→ **REQUIRED ACTION**:
The required output is the lines of the listing from the beginning through the line containing "394L372 407L354 384L332", each copied exactly, without any pictures.

→ **MATERIAL SUPPLIED**:
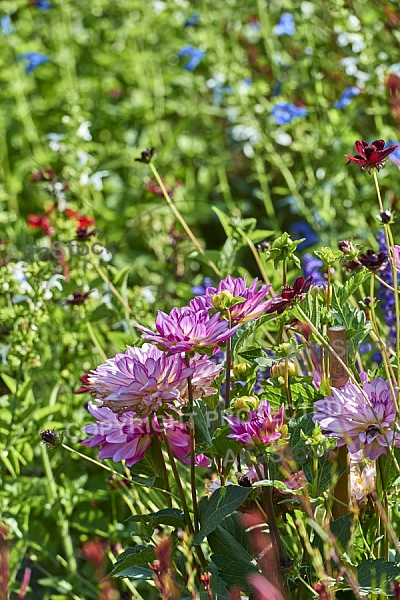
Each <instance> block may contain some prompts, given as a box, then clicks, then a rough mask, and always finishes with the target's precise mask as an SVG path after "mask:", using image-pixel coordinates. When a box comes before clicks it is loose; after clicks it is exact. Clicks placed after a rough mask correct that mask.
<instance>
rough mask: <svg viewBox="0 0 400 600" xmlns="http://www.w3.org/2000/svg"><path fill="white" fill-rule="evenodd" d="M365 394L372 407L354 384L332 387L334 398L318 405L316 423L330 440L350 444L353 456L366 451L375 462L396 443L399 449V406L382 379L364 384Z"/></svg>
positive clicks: (350, 446) (316, 407)
mask: <svg viewBox="0 0 400 600" xmlns="http://www.w3.org/2000/svg"><path fill="white" fill-rule="evenodd" d="M363 391H364V393H365V394H366V395H367V397H368V399H369V402H370V405H368V403H367V401H366V399H365V397H364V396H363V394H362V393H361V391H360V390H359V388H358V387H357V386H356V385H355V384H354V383H347V384H346V385H345V386H344V387H343V388H340V389H336V388H332V396H328V397H326V398H324V399H323V400H318V401H317V402H315V404H314V411H315V414H314V417H313V420H314V422H319V423H320V425H321V428H322V430H324V431H325V432H327V435H328V437H338V438H339V441H338V446H343V445H345V444H348V447H349V451H350V453H354V452H358V451H359V450H360V449H363V450H364V454H365V456H366V457H368V458H371V459H372V460H375V459H376V458H378V457H379V456H381V455H382V454H387V452H388V450H387V449H388V446H391V445H392V444H393V443H394V445H395V446H396V447H400V432H399V429H398V426H397V425H396V407H395V404H394V401H393V396H392V393H391V390H390V387H389V384H388V382H387V381H385V380H384V379H381V377H377V378H376V379H374V380H372V381H370V382H366V383H364V385H363ZM371 407H372V408H371ZM374 413H375V414H374ZM375 415H376V416H375Z"/></svg>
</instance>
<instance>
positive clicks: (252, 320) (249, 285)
mask: <svg viewBox="0 0 400 600" xmlns="http://www.w3.org/2000/svg"><path fill="white" fill-rule="evenodd" d="M246 278H247V276H246V275H245V276H244V277H237V278H234V277H231V276H230V275H228V277H227V278H226V279H223V280H222V281H220V282H219V284H218V287H217V288H215V287H208V288H207V289H206V290H205V294H204V295H203V296H199V297H197V298H193V300H191V301H190V307H191V308H192V309H193V310H210V309H212V308H213V307H214V304H213V297H214V296H215V295H218V294H224V293H225V292H227V293H228V294H230V295H231V296H232V298H243V302H240V303H239V304H235V306H231V307H230V308H229V309H228V310H229V314H230V320H231V323H234V324H236V323H247V322H248V321H253V320H254V319H257V318H258V317H260V316H261V315H263V314H264V313H265V311H266V310H268V307H269V305H270V303H271V300H264V299H265V296H266V295H267V294H268V292H269V290H270V288H271V286H270V285H262V286H261V288H260V289H259V291H257V287H258V279H257V278H256V279H254V281H253V282H252V283H251V284H250V285H249V286H247V283H246Z"/></svg>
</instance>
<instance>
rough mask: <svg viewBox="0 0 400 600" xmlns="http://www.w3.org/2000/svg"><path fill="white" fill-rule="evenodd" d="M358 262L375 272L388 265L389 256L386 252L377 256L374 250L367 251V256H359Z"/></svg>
mask: <svg viewBox="0 0 400 600" xmlns="http://www.w3.org/2000/svg"><path fill="white" fill-rule="evenodd" d="M358 260H359V261H360V263H361V264H362V266H363V267H366V268H367V269H369V270H370V271H373V272H375V271H378V270H379V269H381V268H382V267H384V266H385V265H386V263H387V261H388V255H387V254H386V252H379V253H378V254H376V252H374V251H373V250H367V252H366V253H365V254H359V256H358Z"/></svg>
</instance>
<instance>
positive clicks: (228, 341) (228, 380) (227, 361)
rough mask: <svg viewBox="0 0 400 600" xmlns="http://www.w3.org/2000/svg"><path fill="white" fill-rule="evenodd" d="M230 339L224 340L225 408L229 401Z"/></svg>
mask: <svg viewBox="0 0 400 600" xmlns="http://www.w3.org/2000/svg"><path fill="white" fill-rule="evenodd" d="M231 360H232V359H231V339H230V338H229V339H228V340H226V376H225V408H228V407H229V403H230V401H231V398H230V395H231Z"/></svg>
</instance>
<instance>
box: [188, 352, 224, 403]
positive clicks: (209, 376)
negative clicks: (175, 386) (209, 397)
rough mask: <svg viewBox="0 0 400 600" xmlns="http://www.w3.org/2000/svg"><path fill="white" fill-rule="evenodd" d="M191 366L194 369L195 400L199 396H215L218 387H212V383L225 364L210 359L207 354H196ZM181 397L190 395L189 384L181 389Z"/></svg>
mask: <svg viewBox="0 0 400 600" xmlns="http://www.w3.org/2000/svg"><path fill="white" fill-rule="evenodd" d="M190 367H191V368H193V370H194V373H193V375H192V378H191V382H192V390H193V398H194V400H196V399H197V398H207V397H208V396H214V394H216V393H217V390H216V388H214V387H212V383H213V382H214V381H215V379H216V378H217V377H218V375H219V374H220V372H221V371H222V369H223V366H222V365H217V364H215V362H213V361H212V360H210V359H209V358H208V357H207V356H200V355H198V354H196V355H195V356H194V357H193V358H191V359H190ZM186 381H187V380H186ZM181 397H182V398H187V397H188V387H187V384H186V385H185V388H184V389H183V390H182V391H181Z"/></svg>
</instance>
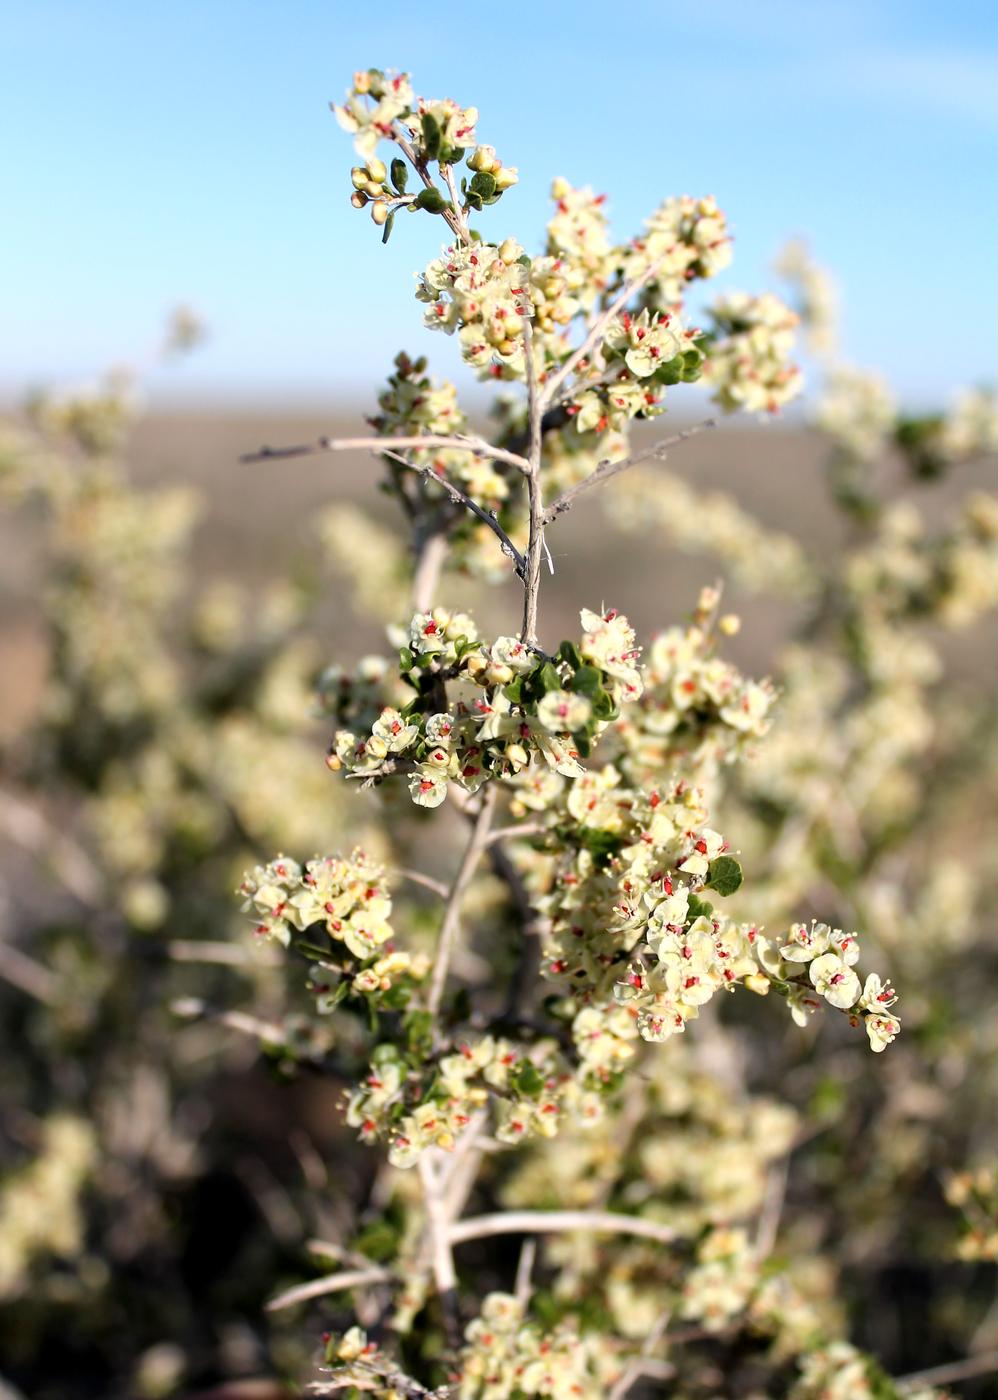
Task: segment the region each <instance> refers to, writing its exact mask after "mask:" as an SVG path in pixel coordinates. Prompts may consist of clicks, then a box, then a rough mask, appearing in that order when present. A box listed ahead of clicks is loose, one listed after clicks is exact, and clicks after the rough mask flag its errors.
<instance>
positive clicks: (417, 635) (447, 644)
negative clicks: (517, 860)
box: [332, 608, 641, 806]
mask: <svg viewBox="0 0 998 1400" xmlns="http://www.w3.org/2000/svg"><path fill="white" fill-rule="evenodd" d="M582 627H584V636H582V640H581V643H579V645H578V647H577V645H574V644H572V643H565V644H564V645H563V647H561V650H560V651H558V654H557V657H556V658H553V659H549V658H546V657H543V655H537V652H536V651H535V650H533V648H530V647H526V645H525V644H523V643H522V641H519V640H518V638H515V637H498V638H497V640H496V641H493V643H491V644H484V643H482V641H480V640H479V636H477V629H476V627H475V623H473V622H472V619H470V617H468V616H466V615H465V613H451V612H448V610H447V609H442V608H437V609H434V610H433V612H431V613H417V615H416V616H414V617H413V619H412V622H410V624H409V645H407V647H403V648H402V668H403V676H405V678H406V679H407V680H409V685H410V686H412V687H413V689H414V690H416V692H417V696H416V699H413V700H410V701H409V704H406V706H405V707H403V708H400V710H399V708H395V707H391V706H389V707H385V708H384V710H382V711H381V714H379V715H378V718H377V720H375V721H374V724H372V725H371V729H370V732H368V734H364V735H358V734H357V732H354V731H353V729H340V731H337V734H336V736H335V739H333V748H332V753H333V762H335V763H336V764H340V766H343V767H346V769H347V770H349V771H350V773H356V774H367V776H374V777H377V776H379V774H381V773H382V771H384V770H385V769H386V766H389V767H388V770H389V771H391V766H392V764H398V763H399V762H405V763H406V764H407V766H409V767H410V769H412V773H410V778H409V791H410V795H412V799H413V802H416V804H417V805H419V806H440V804H441V802H442V801H444V799H445V797H447V788H448V783H456V784H459V785H461V787H462V788H465V791H468V792H475V791H477V788H479V787H480V785H482V784H483V783H484V781H486V780H487V778H490V777H508V776H512V774H516V773H519V771H521V770H523V769H528V767H530V766H532V764H536V763H542V764H546V766H547V767H550V769H553V770H554V771H556V773H560V774H563V776H564V777H578V776H579V774H581V773H582V771H584V770H582V766H581V763H579V759H581V757H585V756H586V755H588V753H589V750H591V749H592V745H593V743H595V741H596V739H598V738H599V735H600V734H602V732H603V731H605V729H606V727H607V724H609V722H610V721H612V720H613V718H616V715H617V714H619V710H620V706H621V704H627V703H630V701H634V700H637V697H638V696H640V694H641V679H640V673H638V669H637V665H635V662H637V657H638V648H637V647H635V644H634V633H633V631H631V629H630V626H628V623H627V619H626V617H621V616H619V615H617V613H616V612H607V613H605V615H598V613H593V612H588V610H584V612H582ZM448 683H451V685H454V686H455V689H456V694H455V697H454V699H449V697H448V692H447V686H448Z"/></svg>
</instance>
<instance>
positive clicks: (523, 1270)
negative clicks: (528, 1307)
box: [512, 1236, 537, 1309]
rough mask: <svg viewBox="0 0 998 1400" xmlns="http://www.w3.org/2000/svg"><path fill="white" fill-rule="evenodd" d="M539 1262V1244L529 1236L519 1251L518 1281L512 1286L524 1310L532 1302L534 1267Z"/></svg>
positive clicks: (518, 1264)
mask: <svg viewBox="0 0 998 1400" xmlns="http://www.w3.org/2000/svg"><path fill="white" fill-rule="evenodd" d="M536 1260H537V1242H536V1239H533V1238H532V1236H528V1238H526V1239H525V1240H523V1243H522V1246H521V1250H519V1259H518V1260H516V1281H515V1284H514V1285H512V1291H514V1295H515V1298H516V1301H518V1302H519V1303H521V1306H522V1308H523V1309H526V1305H528V1303H529V1301H530V1292H532V1291H533V1284H532V1280H533V1266H535V1263H536Z"/></svg>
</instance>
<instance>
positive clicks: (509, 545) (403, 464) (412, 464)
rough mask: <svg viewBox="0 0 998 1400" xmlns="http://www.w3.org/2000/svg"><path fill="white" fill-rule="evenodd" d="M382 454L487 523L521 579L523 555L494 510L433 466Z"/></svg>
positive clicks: (395, 456)
mask: <svg viewBox="0 0 998 1400" xmlns="http://www.w3.org/2000/svg"><path fill="white" fill-rule="evenodd" d="M382 455H384V456H391V458H392V461H393V462H398V463H399V466H405V468H407V469H409V470H410V472H416V475H417V476H421V477H423V479H424V480H426V482H435V483H437V484H438V486H442V487H444V490H445V491H447V493H448V496H449V497H451V500H452V501H454V503H455V504H456V505H463V507H465V510H469V511H470V512H472V515H475V517H477V519H480V521H482V522H483V524H484V525H487V526H489V529H490V531H491V532H493V535H494V536H496V538H497V539H498V542H500V549H501V550H502V553H504V554H505V557H507V559H509V560H511V561H512V567H514V570H515V571H516V577H518V578H519V580H523V557H522V554H521V553H519V550H518V549H516V546H515V545H514V542H512V540H511V539H509V536H508V535H507V532H505V531H504V529H502V526H501V525H500V522H498V517H497V515H496V511H487V510H486V508H484V507H483V505H479V503H477V501H476V500H473V498H472V497H470V496H469V494H468V493H466V491H462V490H461V487H459V486H455V483H454V482H452V480H449V477H447V476H442V475H441V473H440V472H437V470H434V468H433V466H417V465H416V462H410V461H409V458H405V456H402V455H400V454H399V452H384V454H382Z"/></svg>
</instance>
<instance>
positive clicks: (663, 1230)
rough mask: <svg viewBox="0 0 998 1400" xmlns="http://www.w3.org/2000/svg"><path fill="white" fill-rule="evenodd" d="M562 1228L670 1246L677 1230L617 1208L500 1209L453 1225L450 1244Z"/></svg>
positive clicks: (460, 1242) (474, 1215) (558, 1231)
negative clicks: (633, 1238) (576, 1210)
mask: <svg viewBox="0 0 998 1400" xmlns="http://www.w3.org/2000/svg"><path fill="white" fill-rule="evenodd" d="M561 1231H588V1232H591V1233H600V1235H634V1236H635V1238H637V1239H652V1240H655V1242H656V1243H658V1245H670V1243H672V1242H673V1240H675V1239H676V1232H675V1229H672V1226H670V1225H658V1224H656V1222H655V1221H648V1219H644V1218H642V1217H641V1215H623V1214H619V1212H617V1211H500V1212H497V1214H496V1215H472V1217H470V1218H469V1219H463V1221H456V1222H455V1224H454V1225H451V1232H449V1235H451V1243H452V1245H463V1243H465V1242H466V1240H469V1239H486V1238H490V1236H493V1235H551V1233H554V1232H561Z"/></svg>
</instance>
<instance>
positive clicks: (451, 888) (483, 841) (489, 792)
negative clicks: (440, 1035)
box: [427, 783, 497, 1016]
mask: <svg viewBox="0 0 998 1400" xmlns="http://www.w3.org/2000/svg"><path fill="white" fill-rule="evenodd" d="M496 797H497V787H496V784H494V783H490V784H489V785H487V787H486V790H484V792H483V795H482V805H480V806H479V811H477V816H476V818H475V826H473V827H472V836H470V839H469V841H468V846H466V847H465V854H463V857H462V860H461V865H459V868H458V874H456V875H455V878H454V885H452V886H451V893H449V896H448V900H447V907H445V909H444V923H442V924H441V928H440V938H438V939H437V956H435V959H434V965H433V973H431V977H430V991H428V994H427V1011H430V1012H431V1014H433V1015H434V1016H437V1015H438V1014H440V1005H441V1001H442V1000H444V987H445V986H447V970H448V966H449V962H451V951H452V948H454V939H455V937H456V934H458V927H459V924H461V902H462V899H463V896H465V890H466V889H468V886H469V883H470V881H472V876H473V875H475V871H476V869H477V865H479V860H480V857H482V853H483V850H484V848H486V843H487V840H489V827H490V825H491V819H493V809H494V806H496Z"/></svg>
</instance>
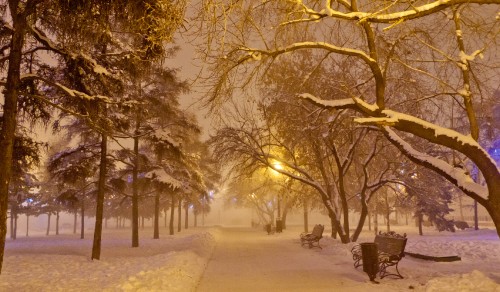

→ **EXERCISE RESULT**:
Each <instance> block may contain some prompts, given as a box, then clicks, then a rough mask, and always finishes with the target's precise mask as an SVG path after "mask:", using image-pixel coordinates. When a box comes before clicks it is loose; after clicks it is exact. Clicks placed after a rough mask correct that mask.
<instance>
rough mask: <svg viewBox="0 0 400 600" xmlns="http://www.w3.org/2000/svg"><path fill="white" fill-rule="evenodd" d="M365 394L372 407L354 384L332 387L334 398L318 405L316 423L330 440L350 444L353 456L366 451L375 462L396 443L399 449V406L382 379L364 384Z"/></svg>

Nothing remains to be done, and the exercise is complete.